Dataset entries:
^^^^
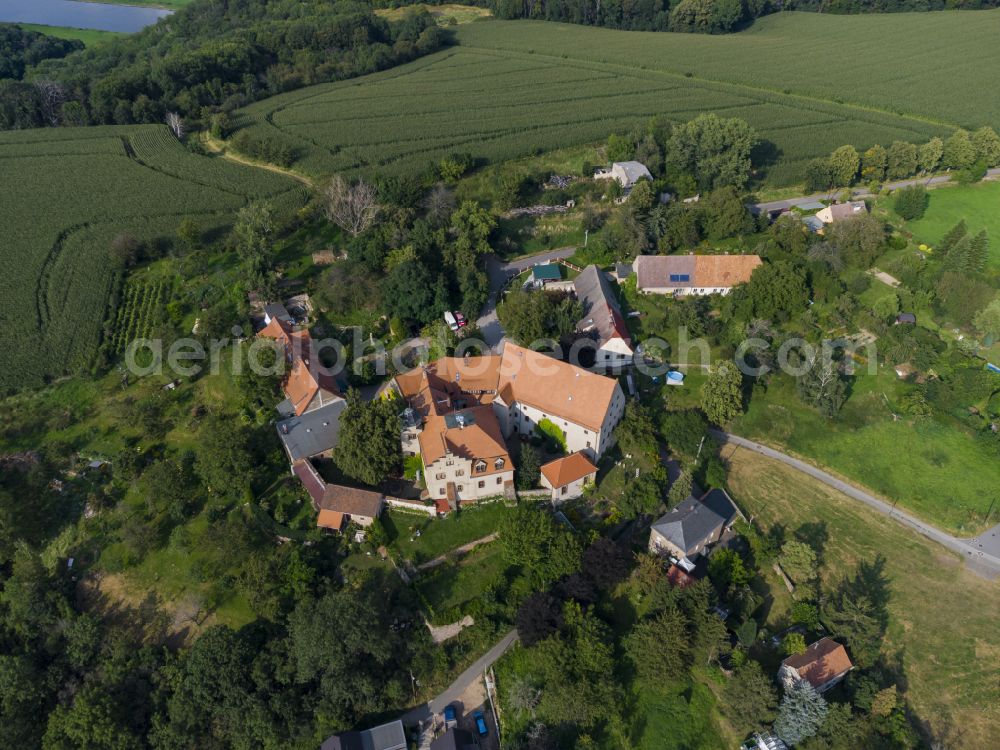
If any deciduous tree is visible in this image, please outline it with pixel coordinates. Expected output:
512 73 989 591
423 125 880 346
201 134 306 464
322 174 379 237
701 360 743 425
334 388 403 485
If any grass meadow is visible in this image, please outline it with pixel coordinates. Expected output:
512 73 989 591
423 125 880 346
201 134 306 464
230 14 956 185
17 23 121 47
0 125 303 390
905 182 1000 269
723 447 1000 748
732 367 1000 536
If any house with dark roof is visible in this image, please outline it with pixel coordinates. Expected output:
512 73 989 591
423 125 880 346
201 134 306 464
649 489 743 570
258 304 347 463
778 638 854 693
264 302 295 326
816 201 868 224
431 728 479 750
541 452 597 503
632 255 762 297
320 719 407 750
573 264 634 369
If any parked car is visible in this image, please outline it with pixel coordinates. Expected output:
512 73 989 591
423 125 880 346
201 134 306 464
472 711 490 737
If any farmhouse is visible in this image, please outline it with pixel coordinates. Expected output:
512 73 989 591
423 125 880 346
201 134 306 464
258 312 347 463
387 343 625 504
816 201 868 224
292 460 385 531
418 406 514 507
778 638 854 693
594 161 653 189
649 489 743 570
542 453 597 503
633 255 761 296
573 265 634 368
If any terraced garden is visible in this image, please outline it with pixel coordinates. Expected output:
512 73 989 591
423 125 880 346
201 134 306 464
227 12 1000 185
0 125 304 390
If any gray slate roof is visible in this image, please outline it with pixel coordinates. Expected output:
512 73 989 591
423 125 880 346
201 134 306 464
321 719 406 750
573 264 630 344
611 161 653 185
653 490 740 555
278 398 347 462
431 729 476 750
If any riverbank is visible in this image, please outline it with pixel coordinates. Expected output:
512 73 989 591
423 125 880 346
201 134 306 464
15 23 124 47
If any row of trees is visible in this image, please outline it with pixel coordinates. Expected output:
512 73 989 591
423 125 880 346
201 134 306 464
805 127 1000 191
0 0 445 129
464 0 995 34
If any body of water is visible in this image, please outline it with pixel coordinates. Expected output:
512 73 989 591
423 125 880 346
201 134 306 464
0 0 172 33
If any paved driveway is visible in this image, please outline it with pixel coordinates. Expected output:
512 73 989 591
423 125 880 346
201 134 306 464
476 247 576 351
402 630 517 726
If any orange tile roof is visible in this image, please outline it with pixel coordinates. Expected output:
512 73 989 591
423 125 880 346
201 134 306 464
^^^^
Arrange the lines between the line containing "If any paved" and the end of the entries, inclusive, as a Markdown table with the columns Row and Line. Number each row and leave out blank lines.

| Row | Line |
|---|---|
| 1 | If any paved driveway is visible in this image, please outline it with pixel coordinates. Expected output: |
| 2 | 512 73 989 591 |
| 3 | 423 125 880 346 |
| 4 | 201 134 306 464 |
| 5 | 476 247 576 351 |
| 6 | 402 630 517 726 |
| 7 | If any orange tile roof is visible in this image, please outline it with pixel coordinates. Expected output: |
| 8 | 512 73 989 591 |
| 9 | 423 125 880 346 |
| 10 | 201 134 306 464 |